▸ **What you are asked to do**: Each line in the records below, from the one that contains "balcony in the photo above." to the one that contains "wall in the photo above.", should be reproduced exactly, the first and last included.

▸ **Task data**:
_ _ _ _

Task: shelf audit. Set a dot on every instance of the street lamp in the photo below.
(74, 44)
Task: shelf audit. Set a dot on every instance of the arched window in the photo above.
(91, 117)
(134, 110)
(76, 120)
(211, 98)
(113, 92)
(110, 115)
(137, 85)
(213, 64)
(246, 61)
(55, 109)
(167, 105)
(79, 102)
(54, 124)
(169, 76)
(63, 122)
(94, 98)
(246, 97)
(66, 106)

_ _ _ _

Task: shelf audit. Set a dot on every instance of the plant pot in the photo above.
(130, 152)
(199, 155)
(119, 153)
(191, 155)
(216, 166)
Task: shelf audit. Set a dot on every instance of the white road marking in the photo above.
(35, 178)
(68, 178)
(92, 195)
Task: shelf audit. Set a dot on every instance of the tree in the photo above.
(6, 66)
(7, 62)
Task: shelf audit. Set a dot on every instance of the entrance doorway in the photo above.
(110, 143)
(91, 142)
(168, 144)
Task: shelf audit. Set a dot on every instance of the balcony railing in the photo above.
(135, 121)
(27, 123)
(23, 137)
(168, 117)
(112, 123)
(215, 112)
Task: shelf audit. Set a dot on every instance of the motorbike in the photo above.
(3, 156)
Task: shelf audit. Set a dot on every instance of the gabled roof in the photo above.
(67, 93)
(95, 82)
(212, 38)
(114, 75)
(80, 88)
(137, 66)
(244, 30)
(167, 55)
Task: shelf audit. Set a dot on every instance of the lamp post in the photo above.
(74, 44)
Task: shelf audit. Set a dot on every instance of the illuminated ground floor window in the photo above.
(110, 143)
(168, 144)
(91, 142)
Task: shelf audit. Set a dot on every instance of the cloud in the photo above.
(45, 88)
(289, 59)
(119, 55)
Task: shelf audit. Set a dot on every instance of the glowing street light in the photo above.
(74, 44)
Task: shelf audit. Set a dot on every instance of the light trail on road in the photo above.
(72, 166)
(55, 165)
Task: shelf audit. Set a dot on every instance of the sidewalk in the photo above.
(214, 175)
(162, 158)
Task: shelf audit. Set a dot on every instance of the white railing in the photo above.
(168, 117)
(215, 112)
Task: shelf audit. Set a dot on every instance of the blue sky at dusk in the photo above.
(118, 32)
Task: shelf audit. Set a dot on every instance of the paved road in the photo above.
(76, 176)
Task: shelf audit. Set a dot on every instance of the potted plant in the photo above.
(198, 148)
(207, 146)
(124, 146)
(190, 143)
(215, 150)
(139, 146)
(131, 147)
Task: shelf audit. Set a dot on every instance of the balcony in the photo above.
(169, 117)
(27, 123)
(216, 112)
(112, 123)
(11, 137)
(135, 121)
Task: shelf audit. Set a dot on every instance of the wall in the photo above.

_ _ _ _

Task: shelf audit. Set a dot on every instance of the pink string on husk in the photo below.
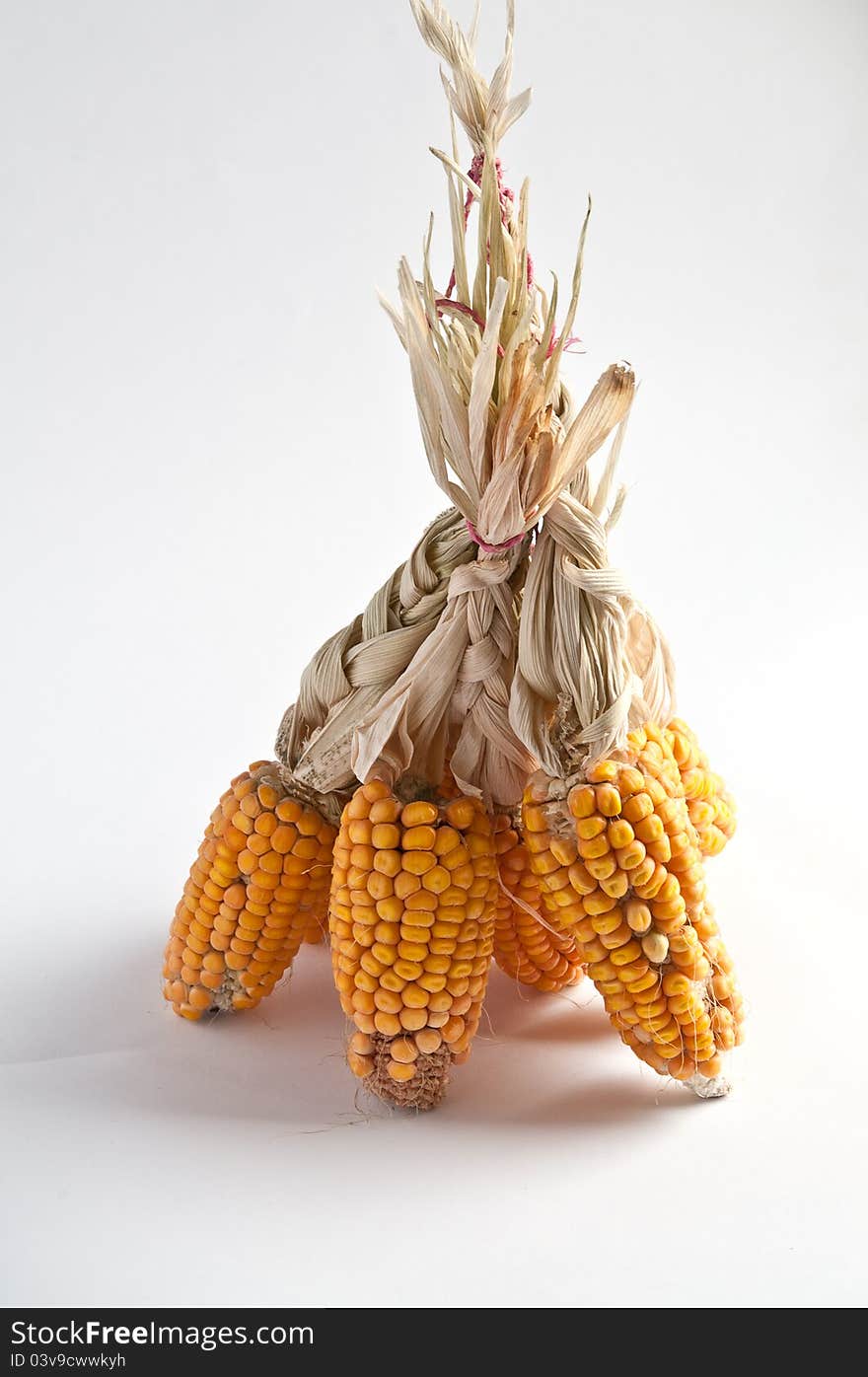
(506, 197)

_ _ _ _

▸ **Solution below**:
Task: shelf audit. Set a dot on every instance of the balcony in the photo above.
(169, 117)
(27, 123)
(216, 112)
(112, 123)
(11, 137)
(135, 121)
Task: shelf audit. Set a dot on every instance of the wall in the photo above.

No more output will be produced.